> Challenge:
From the literary terms glossary below, reproduce word for word the part that opens with the words containing "minor characters are" and closes with "are also flat.".

> Text passage:

****************

| Analogy
|
A comparison of two things that systematically explores the similarities between them, generally so as to describe one of the terms in detail. |
| Apostrophe
|
A direct address to someone or something that
is not physically present within the text -- often, in poetry, an address
to an abstract idea. Insofar as that which is addressed is usually
not human, there is an implicit personification
in this figure of speech.
|
| Conceit
|
A conceit is a simile or
metaphor
that has been extended to more fully explore connections between the two
terms of the comparison; simplistically, it is the controlling idea of
a poem or an image. Donne and other metaphysical poets were particularly
known for their use of this figure, in the “metaphysical conceit.”
|
| Dramatic Irony
|
A feature of drama or narrative, in which the
audience/reader is aware of relevant information that the characters do
not know (and, generally, the knowledge of which would influence characters’
actions and/or their moral judgments).
|
| First Person
|
A point of view in which the story is told by
an identifiable “I” character. The narrator may be the protagonist (main
character) of the story, may play a minor role in the plot, or may be a
simple observer; however, his/her insight into the story’s action is limited
to what would be possible for an individual human being in a particular
situation. The first-person narrator may be an unreliable
narrator, as individual biases and limitations affect his or her ability
to interpret events.
|
| Flat Character
|
A character in a story who remains constant in
his/her attachment to a particular viewpoint or idea; “flat” characters
do not develop over the course of a narrative. Most (but not all)
minor characters are relatively flat, but sometimes a flat character may
have a significant role in a story, as Dr. Pangloss does in Voltaire’s
Candide.
Often, characters in allegory are also flat.
|
| Free Indirect
Discourse
|
A form of narration in which the story is told
in the third person, but the narrator conveys a sense of the internal thoughts
of a character, not by quoting thoughts or speech but by adopting that
character’s perspective into the narrator’s own voice. In other words,
it lies somewhere between first- and third-person narration. The
example Abrams gives in A Glossary of Literary Terms is “He thought,
‘I will see her home now, and may then stop at my mother’s’” becoming “He
would see her home then, and might afterward stop at his mother’s.”
That is, the thoughts of the character become externalized, presented in
an objective, conditional tense, rather than being clearly demarcated as
thoughts.
|
| Hyperbole
|
Literary overstatement, used, for example, in
extravagant metaphors in poetry, or to ironically poke fun at a character
or situation.
|
| Implied
Metaphor |
A metaphor in which one
thing is compared to another without the second term being explicitly identified;
the metaphor is understood because of terms of description or action associated
with the object.

****************

> Given data:
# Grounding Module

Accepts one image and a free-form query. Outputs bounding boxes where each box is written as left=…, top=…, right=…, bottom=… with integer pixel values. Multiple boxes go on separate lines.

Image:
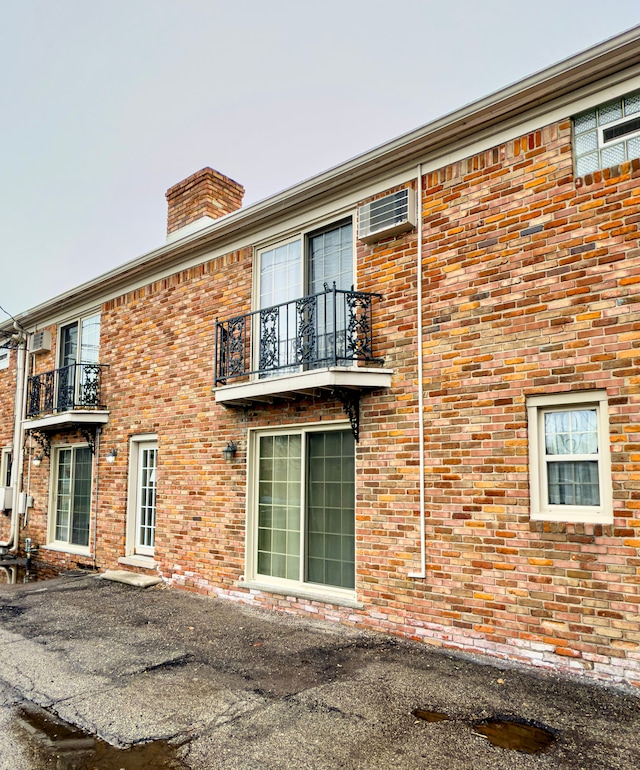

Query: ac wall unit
left=0, top=487, right=13, bottom=511
left=29, top=331, right=51, bottom=353
left=358, top=187, right=416, bottom=243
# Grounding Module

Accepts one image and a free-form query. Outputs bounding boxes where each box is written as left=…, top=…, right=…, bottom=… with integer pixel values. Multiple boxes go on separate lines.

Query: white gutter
left=408, top=168, right=427, bottom=579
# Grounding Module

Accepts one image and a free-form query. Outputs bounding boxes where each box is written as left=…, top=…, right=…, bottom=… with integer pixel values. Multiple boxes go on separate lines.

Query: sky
left=0, top=0, right=640, bottom=321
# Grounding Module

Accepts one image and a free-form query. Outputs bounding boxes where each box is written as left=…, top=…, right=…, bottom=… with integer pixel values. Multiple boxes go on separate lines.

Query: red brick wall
left=10, top=114, right=640, bottom=684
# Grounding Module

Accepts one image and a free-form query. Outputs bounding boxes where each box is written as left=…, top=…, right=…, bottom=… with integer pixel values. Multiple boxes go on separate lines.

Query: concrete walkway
left=0, top=576, right=640, bottom=770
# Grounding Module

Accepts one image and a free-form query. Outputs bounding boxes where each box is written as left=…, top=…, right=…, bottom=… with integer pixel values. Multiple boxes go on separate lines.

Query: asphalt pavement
left=0, top=575, right=640, bottom=770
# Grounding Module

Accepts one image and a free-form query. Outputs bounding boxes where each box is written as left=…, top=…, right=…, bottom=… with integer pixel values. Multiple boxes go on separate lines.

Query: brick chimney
left=166, top=167, right=244, bottom=240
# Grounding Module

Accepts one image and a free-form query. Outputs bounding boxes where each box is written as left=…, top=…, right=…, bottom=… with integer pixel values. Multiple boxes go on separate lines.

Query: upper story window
left=58, top=314, right=100, bottom=367
left=573, top=91, right=640, bottom=176
left=527, top=391, right=613, bottom=523
left=258, top=219, right=353, bottom=308
left=26, top=314, right=105, bottom=421
left=258, top=219, right=353, bottom=377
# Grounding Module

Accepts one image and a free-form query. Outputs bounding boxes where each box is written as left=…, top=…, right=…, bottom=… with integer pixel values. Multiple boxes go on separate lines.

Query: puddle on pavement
left=474, top=719, right=556, bottom=754
left=411, top=709, right=556, bottom=754
left=17, top=707, right=184, bottom=770
left=411, top=709, right=449, bottom=722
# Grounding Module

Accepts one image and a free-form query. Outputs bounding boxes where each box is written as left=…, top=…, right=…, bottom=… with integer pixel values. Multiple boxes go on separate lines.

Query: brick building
left=0, top=28, right=640, bottom=685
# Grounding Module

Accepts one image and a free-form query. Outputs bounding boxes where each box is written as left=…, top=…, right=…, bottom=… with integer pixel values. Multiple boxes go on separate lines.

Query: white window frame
left=573, top=91, right=640, bottom=176
left=251, top=219, right=357, bottom=380
left=125, top=433, right=158, bottom=564
left=527, top=390, right=613, bottom=524
left=46, top=443, right=95, bottom=556
left=245, top=421, right=357, bottom=606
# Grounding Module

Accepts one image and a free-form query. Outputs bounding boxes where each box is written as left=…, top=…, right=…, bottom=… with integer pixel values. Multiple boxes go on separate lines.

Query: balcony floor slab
left=22, top=409, right=109, bottom=430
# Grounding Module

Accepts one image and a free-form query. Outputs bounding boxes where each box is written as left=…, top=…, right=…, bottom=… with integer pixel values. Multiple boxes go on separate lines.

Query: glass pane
left=309, top=222, right=353, bottom=294
left=60, top=323, right=78, bottom=366
left=257, top=434, right=302, bottom=580
left=624, top=93, right=640, bottom=115
left=544, top=409, right=598, bottom=455
left=80, top=315, right=100, bottom=364
left=70, top=447, right=93, bottom=545
left=598, top=99, right=622, bottom=126
left=136, top=444, right=158, bottom=548
left=547, top=461, right=600, bottom=505
left=306, top=431, right=355, bottom=588
left=627, top=136, right=640, bottom=160
left=55, top=449, right=71, bottom=542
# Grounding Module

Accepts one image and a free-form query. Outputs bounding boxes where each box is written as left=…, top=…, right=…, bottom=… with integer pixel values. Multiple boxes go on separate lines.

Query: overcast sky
left=0, top=0, right=640, bottom=320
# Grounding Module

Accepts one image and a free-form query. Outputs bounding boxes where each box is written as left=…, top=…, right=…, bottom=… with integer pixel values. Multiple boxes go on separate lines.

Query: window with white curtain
left=527, top=391, right=613, bottom=522
left=248, top=424, right=355, bottom=593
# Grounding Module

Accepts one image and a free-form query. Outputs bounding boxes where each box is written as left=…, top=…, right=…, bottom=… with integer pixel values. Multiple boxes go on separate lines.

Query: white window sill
left=42, top=543, right=92, bottom=556
left=236, top=580, right=364, bottom=610
left=118, top=555, right=158, bottom=569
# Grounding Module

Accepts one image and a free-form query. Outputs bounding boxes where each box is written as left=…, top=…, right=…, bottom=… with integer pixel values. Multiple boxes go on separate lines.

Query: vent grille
left=358, top=187, right=416, bottom=243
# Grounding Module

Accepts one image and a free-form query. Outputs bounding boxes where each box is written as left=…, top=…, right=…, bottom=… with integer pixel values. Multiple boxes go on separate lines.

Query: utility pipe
left=0, top=323, right=27, bottom=552
left=408, top=163, right=427, bottom=579
left=93, top=425, right=102, bottom=569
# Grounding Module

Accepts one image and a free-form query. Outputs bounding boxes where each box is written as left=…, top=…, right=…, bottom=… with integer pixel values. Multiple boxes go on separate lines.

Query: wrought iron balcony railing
left=215, top=284, right=382, bottom=387
left=27, top=364, right=106, bottom=417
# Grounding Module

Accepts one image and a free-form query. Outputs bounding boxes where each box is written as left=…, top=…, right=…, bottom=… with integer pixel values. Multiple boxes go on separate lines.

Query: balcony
left=215, top=285, right=392, bottom=406
left=25, top=363, right=109, bottom=430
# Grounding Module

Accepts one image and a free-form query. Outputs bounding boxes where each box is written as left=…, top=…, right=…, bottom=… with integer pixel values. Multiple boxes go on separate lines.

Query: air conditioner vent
left=358, top=187, right=416, bottom=243
left=29, top=331, right=51, bottom=353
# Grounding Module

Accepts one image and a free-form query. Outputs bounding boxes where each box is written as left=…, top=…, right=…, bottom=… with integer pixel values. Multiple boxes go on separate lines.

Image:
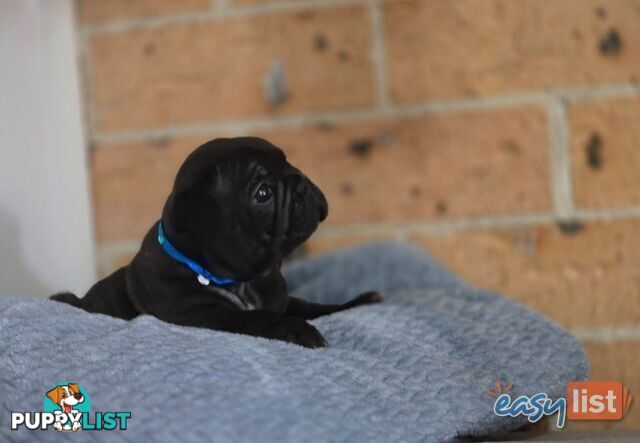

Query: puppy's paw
left=347, top=291, right=382, bottom=308
left=264, top=317, right=327, bottom=348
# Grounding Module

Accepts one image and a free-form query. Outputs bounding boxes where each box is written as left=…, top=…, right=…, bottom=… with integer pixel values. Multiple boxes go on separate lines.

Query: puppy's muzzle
left=293, top=176, right=329, bottom=222
left=291, top=173, right=329, bottom=222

****************

> Exercise response:
minor characters are relatively flat, but sometimes a flat character may
have a significant role in a story, as Dr. Pangloss does in Voltaire’s
Candide.
Often, characters in allegory are also flat.